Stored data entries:
■ ■ ■ ■

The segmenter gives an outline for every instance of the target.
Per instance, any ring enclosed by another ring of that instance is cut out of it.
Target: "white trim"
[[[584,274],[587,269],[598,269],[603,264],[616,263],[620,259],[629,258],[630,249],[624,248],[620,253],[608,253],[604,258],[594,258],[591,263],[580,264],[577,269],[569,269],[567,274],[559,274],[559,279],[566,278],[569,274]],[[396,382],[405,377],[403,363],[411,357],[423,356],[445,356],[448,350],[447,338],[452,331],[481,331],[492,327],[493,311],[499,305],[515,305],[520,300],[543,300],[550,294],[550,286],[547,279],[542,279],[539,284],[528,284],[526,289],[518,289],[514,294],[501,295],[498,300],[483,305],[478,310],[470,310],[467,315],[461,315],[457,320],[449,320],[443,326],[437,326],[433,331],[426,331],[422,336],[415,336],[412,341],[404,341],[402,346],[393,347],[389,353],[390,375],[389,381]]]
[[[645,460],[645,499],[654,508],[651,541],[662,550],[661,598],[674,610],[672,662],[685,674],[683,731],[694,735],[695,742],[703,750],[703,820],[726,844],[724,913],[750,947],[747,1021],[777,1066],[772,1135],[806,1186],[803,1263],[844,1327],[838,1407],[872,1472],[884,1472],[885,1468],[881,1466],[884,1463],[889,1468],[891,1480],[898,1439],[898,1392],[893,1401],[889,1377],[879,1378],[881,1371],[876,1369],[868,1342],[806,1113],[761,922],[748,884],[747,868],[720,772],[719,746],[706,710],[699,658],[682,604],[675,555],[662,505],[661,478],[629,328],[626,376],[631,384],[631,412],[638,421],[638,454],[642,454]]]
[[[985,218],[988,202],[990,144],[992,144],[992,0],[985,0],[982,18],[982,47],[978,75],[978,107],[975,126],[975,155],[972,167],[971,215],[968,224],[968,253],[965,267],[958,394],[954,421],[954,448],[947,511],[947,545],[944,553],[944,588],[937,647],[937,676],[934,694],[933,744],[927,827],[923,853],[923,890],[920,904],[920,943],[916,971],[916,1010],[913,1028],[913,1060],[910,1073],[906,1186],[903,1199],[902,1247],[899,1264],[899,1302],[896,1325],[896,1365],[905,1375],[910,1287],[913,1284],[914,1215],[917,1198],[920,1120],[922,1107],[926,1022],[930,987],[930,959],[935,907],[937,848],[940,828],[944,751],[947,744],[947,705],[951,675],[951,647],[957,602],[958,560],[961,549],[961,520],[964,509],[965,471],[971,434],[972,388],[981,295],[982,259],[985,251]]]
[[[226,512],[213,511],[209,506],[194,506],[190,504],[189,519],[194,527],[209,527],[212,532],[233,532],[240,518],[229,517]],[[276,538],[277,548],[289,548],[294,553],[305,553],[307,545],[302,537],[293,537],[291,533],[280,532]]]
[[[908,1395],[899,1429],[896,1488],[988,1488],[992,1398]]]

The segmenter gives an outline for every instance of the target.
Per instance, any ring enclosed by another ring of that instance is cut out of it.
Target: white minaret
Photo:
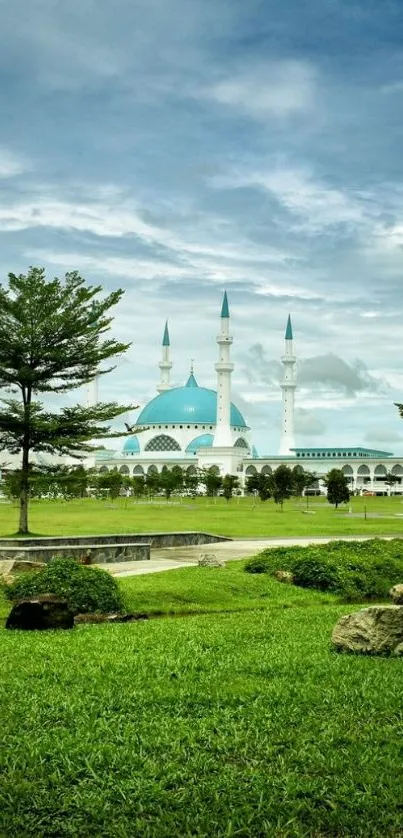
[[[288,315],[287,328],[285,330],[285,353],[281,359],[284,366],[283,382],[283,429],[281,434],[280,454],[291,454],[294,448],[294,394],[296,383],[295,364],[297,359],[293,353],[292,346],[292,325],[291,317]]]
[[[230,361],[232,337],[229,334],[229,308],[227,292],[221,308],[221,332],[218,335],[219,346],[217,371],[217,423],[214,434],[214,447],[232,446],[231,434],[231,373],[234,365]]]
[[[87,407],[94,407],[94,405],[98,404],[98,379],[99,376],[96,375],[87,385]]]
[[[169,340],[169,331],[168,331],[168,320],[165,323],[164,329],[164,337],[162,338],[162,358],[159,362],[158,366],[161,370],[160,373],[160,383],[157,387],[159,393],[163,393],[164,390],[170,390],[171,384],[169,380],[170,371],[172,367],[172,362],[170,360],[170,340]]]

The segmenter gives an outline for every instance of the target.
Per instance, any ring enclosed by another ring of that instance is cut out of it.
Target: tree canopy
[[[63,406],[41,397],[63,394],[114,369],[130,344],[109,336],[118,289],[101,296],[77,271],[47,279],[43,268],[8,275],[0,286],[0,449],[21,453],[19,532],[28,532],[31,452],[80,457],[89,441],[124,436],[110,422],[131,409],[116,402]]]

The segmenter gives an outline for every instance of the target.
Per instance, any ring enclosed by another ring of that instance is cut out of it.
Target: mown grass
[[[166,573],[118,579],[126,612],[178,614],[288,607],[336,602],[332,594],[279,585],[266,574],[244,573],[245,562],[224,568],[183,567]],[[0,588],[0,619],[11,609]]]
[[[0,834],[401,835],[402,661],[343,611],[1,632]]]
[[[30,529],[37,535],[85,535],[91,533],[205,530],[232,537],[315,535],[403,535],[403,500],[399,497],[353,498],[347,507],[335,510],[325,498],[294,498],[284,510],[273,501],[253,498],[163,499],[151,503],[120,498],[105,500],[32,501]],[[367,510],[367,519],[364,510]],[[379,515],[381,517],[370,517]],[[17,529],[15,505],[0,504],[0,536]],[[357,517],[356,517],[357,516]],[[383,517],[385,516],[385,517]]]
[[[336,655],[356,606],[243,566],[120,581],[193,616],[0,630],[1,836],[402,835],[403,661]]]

■ ■ ■ ■

→ **TASK PROMPT**: Every line above holding the string "white" should be listed.

→ **RESPONSE BOX**:
Target: "white trim"
Target: white minaret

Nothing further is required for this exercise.